El fin de los derivados del petróleo: hacia el tapón de corcho 100% bio-basado y circular

El corcho natural es, por definición, el cierre más sostenible del mundo. Sin embargo, cuando hablamos de tapones técnicos o microaglomerados, la industria se ha enfrentado históricamente a una contradicción silenciosa: para unir los gránulos de corcho y garantizar sus prestaciones, se ha dependido de adhesivos y ligantes sintéticos derivados del petróleo, principalmente poliuretanos e isocianatos.

El mercado del vino premium exige sostenibilidad, y en Parramon Exportap hemos decidido abordar este desafío desde la raíz. Hemos puesto en marcha un ambicioso proyecto de I+D para desarrollar una nueva generación de tapones técnicos donde tanto el corcho como la matriz que lo une sean biodegradables, reciclables y de origen biológico.

monoblock corcho
cava 2+0

El desafío de sustituir los ligantes sintéticos tradicionales

Cambiar la fórmula de un tapón microaglomerado es un reto de ingeniería extrema. Un tapón debe soportar compresiones de hasta el 50% en el momento del embotellado y recuperar su forma casi instantáneamente para garantizar una estanqueidad perfecta. Además, debe convivir con el vino durante años sin alterar su sabor o color, resistiendo variaciones térmicas y la agresión del alcohol.

Hasta ahora, los ligantes sintéticos eran los únicos capaces de garantizar esta elasticidad mecánica y neutralidad organoléptica. Nuestro objetivo es lograr exactamente las mismas prestaciones vitivinícolas, pero utilizando química verde.

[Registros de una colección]
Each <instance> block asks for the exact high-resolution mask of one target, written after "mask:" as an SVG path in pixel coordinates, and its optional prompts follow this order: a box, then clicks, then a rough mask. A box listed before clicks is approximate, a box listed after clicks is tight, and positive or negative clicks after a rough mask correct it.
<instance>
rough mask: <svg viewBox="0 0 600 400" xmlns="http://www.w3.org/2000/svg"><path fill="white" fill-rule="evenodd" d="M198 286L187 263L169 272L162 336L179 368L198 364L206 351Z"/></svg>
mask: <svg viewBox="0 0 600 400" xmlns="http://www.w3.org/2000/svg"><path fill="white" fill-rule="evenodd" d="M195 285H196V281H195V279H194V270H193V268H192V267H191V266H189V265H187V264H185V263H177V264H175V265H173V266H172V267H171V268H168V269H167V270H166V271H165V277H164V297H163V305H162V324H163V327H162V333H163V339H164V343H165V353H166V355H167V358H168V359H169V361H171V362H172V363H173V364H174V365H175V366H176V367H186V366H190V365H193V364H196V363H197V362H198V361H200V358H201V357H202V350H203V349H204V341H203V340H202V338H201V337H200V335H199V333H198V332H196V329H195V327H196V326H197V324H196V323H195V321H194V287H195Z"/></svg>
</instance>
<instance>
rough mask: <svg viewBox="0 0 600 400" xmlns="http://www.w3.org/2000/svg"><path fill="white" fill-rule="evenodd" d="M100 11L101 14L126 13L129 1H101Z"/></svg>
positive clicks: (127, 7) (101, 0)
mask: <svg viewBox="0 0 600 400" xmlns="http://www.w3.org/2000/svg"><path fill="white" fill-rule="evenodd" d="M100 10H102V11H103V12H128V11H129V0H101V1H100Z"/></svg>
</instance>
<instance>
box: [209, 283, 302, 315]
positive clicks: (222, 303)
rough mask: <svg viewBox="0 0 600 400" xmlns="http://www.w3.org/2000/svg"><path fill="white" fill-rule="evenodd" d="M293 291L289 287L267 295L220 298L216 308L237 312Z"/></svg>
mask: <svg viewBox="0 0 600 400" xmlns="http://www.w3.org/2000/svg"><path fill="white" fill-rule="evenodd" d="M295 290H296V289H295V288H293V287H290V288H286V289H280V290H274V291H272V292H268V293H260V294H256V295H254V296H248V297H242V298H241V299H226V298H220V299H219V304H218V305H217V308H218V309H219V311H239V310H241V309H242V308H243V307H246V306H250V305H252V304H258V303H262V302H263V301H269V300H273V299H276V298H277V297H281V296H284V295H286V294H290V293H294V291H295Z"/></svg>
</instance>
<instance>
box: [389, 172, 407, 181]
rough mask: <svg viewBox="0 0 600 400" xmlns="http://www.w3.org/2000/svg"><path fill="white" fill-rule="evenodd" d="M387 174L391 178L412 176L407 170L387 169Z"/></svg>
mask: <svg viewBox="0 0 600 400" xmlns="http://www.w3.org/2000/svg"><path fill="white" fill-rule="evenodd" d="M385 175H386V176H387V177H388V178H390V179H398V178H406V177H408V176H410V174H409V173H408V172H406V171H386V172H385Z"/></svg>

PREGUNTAS PLANTEADAS ->
• 1. Reproduce, del texto sobre los tapones de corcho, todo el fragmento que va desde "El desafío de" hasta "agresión del alcohol.".
• 2. Responde, según el texto sobre los tapones de corcho, a estas preguntas:
(a) ¿Qué porcentaje de compresión debe soportar un tapón en el momento del embotellado?
(b) ¿Qué tipos de ligantes sintéticos derivados del petróleo se citan principalmente?
(c) ¿Qué tres características deben tener el corcho y la matriz en la nueva generación de tapones técnicos?

RESPUESTAS POR TAREA ->
• 1.
El desafío de sustituir los ligantes sintéticos tradicionales

Cambiar la fórmula de un tapón microaglomerado es un reto de ingeniería extrema. Un tapón debe soportar compresiones de hasta el 50% en el momento del embotellado y recuperar su forma casi instantáneamente para garantizar una estanqueidad perfecta. Además, debe convivir con el vino durante años sin alterar su sabor o color, resistiendo variaciones térmicas y la agresión del alcohol.

• 2.
(a) Hasta el 50%.
(b) Poliuretanos e isocianatos.
(c) Ser biodegradables, reciclables y de origen biológico.